_Exercise objective_:
Print the lines of the entries below exactly, beginning with the line that contains "Spot every brass" and continuing through the line that contains "[358,456,399,474]". Include both of those lines.

+++ Raw records +++

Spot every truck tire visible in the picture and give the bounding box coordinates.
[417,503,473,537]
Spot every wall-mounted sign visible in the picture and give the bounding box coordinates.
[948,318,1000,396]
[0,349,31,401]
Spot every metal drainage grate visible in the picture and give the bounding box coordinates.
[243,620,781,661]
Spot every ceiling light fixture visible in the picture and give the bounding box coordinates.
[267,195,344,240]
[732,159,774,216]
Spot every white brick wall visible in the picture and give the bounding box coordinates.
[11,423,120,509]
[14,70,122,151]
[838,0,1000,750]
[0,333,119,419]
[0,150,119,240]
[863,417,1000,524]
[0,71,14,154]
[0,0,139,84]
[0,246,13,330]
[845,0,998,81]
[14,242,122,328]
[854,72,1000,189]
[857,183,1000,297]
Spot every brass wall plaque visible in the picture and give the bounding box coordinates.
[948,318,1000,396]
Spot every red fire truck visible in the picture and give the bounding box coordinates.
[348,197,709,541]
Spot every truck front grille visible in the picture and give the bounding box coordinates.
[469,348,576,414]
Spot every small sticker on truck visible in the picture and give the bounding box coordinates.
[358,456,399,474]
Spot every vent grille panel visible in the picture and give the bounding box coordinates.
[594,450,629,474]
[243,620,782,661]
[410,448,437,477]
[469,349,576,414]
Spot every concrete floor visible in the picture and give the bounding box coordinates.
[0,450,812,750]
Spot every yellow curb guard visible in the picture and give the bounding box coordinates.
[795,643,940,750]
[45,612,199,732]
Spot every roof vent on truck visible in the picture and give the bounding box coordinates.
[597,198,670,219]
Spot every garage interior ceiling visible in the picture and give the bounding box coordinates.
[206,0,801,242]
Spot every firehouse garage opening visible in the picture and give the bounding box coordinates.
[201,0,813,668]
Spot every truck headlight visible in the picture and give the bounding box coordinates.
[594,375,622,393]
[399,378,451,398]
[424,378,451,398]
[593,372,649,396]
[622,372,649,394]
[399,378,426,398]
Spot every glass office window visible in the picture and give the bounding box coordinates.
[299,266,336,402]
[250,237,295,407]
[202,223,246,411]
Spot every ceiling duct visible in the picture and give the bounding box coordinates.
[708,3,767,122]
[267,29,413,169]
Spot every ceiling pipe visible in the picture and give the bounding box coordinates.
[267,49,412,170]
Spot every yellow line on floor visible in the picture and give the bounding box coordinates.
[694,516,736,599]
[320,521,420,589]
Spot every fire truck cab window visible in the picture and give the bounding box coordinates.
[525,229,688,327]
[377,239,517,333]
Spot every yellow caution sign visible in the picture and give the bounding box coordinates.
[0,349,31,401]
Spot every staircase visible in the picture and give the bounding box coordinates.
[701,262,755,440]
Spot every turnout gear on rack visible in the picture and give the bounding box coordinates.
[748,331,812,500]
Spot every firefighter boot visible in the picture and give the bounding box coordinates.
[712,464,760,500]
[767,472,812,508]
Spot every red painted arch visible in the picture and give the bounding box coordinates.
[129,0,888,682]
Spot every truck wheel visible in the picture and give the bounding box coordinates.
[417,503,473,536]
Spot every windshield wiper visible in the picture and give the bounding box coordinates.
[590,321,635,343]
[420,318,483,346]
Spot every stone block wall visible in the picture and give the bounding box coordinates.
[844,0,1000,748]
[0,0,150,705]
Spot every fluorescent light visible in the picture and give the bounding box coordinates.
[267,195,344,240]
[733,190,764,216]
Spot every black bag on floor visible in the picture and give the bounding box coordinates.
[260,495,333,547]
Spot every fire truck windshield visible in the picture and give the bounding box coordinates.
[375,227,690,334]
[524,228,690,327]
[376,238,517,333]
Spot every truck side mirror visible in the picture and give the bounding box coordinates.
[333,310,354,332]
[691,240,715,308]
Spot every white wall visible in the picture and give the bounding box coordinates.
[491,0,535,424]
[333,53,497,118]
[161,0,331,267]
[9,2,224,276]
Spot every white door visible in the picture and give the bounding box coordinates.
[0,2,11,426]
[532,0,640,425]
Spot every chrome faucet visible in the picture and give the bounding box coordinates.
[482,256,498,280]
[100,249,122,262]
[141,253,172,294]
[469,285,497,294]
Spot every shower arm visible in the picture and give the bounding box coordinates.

+++

_Task output_:
Spot every brass wall plaque visible in the picture and give the bounding box coordinates.
[948,318,1000,396]
Spot every red fire truck visible in the picture and give the bounding box coordinates.
[348,197,709,541]
Spot every truck front grille visible in the picture and give the bounding box coordinates.
[469,348,576,414]
Spot every small sticker on truck visible in the picture and give the bounding box coordinates.
[358,456,399,474]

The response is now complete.